• **What to do**
Leaving out only the pictures, write out all the entries exactly.

[Start of section]

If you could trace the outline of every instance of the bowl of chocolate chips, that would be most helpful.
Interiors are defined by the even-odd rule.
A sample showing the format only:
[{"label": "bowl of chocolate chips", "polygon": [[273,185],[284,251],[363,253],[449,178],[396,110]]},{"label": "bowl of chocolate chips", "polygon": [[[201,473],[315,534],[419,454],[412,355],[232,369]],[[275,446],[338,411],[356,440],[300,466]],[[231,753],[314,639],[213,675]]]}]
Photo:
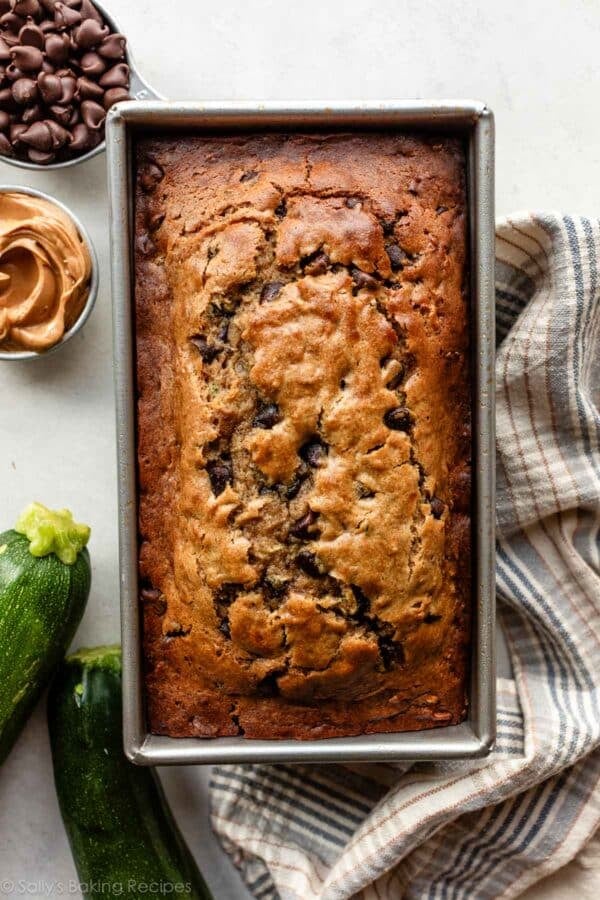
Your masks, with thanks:
[{"label": "bowl of chocolate chips", "polygon": [[92,0],[0,0],[0,156],[63,168],[104,149],[114,103],[157,96],[127,40]]}]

[End of section]

• **Solution**
If you could trace the outline of every instance of the bowl of chocolate chips, that would be most helpful.
Interiors are defined by the even-odd rule.
A sample showing the format only:
[{"label": "bowl of chocolate chips", "polygon": [[273,185],[284,251],[363,253],[449,178],[396,110]]},{"label": "bowl of chocolate chips", "polygon": [[[201,473],[315,534],[419,454],[412,355],[232,369]],[[275,446],[338,411],[356,440],[300,466]],[[231,753],[314,639],[213,675]]]}]
Photo:
Your masks, with thanks:
[{"label": "bowl of chocolate chips", "polygon": [[92,0],[0,0],[0,156],[63,168],[104,149],[114,103],[157,96],[127,40]]}]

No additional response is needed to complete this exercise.